— Begin Entries provided —

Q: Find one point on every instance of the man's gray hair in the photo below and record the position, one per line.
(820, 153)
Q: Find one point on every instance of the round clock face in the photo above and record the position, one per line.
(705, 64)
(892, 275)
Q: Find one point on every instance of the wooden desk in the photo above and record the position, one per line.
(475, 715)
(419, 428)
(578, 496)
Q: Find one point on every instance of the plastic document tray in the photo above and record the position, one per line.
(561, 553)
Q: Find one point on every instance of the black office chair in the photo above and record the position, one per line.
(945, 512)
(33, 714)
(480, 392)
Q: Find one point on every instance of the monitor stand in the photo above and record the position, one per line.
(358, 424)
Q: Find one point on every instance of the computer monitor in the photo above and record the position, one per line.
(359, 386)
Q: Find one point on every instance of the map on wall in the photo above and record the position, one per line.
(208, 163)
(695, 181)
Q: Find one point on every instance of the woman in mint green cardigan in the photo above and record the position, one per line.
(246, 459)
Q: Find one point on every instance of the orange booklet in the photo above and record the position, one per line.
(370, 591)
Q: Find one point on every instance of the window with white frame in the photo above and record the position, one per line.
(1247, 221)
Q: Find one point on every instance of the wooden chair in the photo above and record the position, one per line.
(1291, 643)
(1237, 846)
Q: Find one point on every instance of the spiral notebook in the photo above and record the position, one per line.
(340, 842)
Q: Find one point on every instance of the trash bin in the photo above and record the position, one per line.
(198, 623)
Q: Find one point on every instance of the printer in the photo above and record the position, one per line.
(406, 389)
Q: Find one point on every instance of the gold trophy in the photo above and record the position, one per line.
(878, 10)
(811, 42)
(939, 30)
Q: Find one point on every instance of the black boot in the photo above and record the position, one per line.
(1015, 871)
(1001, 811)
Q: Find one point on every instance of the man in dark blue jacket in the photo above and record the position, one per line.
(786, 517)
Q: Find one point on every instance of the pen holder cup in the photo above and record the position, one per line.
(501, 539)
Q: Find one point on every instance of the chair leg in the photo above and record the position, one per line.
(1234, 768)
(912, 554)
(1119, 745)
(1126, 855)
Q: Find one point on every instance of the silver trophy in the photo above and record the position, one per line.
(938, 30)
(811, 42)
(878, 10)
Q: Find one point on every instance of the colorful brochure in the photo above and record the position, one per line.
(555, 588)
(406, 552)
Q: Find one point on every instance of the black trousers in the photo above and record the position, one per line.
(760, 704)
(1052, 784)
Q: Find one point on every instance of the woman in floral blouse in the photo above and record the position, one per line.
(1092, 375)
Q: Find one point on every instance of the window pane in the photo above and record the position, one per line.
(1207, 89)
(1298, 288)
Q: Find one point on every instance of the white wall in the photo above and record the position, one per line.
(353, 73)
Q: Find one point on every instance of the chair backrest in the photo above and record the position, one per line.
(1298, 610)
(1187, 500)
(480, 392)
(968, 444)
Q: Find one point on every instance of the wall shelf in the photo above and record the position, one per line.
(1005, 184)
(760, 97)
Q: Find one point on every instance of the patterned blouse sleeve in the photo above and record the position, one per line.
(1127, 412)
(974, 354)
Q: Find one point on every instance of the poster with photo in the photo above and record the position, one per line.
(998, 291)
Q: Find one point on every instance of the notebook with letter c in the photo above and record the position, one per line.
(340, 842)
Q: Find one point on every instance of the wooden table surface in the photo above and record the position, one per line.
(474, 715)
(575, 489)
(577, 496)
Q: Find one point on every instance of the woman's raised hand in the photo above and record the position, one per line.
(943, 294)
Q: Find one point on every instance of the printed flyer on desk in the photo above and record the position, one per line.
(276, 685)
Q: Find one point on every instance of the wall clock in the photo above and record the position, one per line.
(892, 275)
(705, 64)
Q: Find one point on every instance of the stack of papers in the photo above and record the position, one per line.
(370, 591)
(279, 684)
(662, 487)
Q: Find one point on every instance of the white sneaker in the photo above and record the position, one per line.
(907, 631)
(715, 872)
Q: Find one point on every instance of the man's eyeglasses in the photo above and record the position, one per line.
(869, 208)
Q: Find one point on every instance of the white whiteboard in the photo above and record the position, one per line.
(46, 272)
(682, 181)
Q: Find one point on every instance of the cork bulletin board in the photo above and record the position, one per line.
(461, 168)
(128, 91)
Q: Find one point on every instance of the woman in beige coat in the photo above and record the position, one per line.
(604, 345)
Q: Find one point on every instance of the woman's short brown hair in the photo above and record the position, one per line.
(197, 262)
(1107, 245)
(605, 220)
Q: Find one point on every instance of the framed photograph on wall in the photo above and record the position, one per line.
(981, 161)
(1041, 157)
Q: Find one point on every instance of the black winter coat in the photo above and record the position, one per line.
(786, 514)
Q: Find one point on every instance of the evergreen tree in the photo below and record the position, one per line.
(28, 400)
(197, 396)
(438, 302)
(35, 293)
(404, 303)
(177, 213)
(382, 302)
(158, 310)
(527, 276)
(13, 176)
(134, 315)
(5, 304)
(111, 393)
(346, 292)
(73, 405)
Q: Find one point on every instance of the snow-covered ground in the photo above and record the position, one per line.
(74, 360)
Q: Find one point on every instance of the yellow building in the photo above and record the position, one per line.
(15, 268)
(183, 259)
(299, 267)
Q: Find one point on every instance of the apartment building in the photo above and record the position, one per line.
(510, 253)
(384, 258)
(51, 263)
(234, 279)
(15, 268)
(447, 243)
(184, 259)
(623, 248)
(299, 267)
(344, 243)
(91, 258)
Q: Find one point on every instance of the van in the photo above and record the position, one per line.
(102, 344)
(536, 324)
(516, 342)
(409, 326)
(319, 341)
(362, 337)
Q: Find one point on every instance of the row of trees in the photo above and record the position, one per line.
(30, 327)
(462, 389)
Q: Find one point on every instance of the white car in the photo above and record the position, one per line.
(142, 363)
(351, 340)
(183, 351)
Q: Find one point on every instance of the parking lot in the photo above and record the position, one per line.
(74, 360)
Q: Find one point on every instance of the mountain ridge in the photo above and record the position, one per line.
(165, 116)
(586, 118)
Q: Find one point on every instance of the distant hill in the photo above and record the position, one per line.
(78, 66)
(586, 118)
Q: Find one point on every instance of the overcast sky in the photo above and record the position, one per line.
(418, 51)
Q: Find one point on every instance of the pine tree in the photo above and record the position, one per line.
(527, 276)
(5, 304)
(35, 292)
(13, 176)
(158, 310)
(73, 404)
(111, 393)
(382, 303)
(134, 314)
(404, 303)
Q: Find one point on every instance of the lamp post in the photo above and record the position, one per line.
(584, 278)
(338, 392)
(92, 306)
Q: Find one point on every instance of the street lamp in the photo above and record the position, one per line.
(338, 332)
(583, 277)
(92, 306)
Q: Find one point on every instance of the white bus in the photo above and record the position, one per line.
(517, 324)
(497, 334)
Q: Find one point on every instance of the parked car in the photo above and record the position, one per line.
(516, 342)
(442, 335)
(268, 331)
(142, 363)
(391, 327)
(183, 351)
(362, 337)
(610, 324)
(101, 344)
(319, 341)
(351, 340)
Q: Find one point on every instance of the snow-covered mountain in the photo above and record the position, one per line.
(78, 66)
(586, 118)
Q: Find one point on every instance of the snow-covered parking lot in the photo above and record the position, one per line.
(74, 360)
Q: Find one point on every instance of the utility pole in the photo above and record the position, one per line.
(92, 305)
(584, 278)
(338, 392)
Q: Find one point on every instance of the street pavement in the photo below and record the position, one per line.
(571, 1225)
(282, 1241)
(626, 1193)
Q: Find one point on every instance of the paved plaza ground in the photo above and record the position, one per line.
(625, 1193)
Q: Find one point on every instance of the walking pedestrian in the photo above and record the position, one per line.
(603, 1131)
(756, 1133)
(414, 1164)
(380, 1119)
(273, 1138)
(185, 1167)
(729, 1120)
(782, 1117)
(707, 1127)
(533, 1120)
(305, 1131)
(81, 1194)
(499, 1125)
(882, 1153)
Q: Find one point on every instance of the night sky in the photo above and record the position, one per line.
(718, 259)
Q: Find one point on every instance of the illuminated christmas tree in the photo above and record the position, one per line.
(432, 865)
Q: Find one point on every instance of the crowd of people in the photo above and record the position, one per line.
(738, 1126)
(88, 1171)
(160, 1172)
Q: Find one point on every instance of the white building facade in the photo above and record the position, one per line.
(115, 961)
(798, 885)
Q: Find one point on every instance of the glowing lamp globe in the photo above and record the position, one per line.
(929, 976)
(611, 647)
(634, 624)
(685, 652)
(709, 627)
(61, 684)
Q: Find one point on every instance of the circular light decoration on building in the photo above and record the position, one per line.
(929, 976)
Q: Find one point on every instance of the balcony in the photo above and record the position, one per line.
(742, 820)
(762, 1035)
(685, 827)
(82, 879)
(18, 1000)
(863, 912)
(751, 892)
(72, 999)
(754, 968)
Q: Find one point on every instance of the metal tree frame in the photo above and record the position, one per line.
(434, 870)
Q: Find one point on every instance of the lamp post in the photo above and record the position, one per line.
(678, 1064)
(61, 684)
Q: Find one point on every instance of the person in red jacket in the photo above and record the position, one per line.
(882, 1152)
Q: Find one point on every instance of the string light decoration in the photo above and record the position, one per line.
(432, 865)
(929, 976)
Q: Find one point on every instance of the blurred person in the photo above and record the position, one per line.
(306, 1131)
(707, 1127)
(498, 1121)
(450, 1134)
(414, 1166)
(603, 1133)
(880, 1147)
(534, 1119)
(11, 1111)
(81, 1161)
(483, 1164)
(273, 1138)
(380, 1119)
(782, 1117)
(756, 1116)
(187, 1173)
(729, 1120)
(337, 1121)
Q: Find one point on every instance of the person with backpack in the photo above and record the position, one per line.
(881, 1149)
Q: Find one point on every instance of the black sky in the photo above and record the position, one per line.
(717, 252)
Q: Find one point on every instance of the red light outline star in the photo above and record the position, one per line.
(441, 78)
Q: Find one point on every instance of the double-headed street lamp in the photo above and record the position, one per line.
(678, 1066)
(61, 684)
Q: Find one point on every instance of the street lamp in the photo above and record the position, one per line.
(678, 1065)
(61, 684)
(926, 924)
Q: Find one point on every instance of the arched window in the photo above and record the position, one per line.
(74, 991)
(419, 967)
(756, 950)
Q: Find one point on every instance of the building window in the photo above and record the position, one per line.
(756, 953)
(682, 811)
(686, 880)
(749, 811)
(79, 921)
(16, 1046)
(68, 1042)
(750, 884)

— End Entries provided —

Task description: Format the lines above, from the one containing "Q: Find one point on every instance of the utility" through the one containing "(625, 1193)", inclusive, as a numbered list. Leave out any blank lines.

The response:
1. Q: Find one point on every instance of the utility pole in the photo above and record the position, one per line.
2. (92, 305)
3. (584, 278)
4. (338, 392)
5. Q: Find one point on every instance of the street pavement in the photo below and record the position, one per line.
6. (571, 1225)
7. (282, 1241)
8. (626, 1193)
9. Q: Find one point on every instance of the paved plaza ground in the photo above and record the position, one per line.
10. (625, 1193)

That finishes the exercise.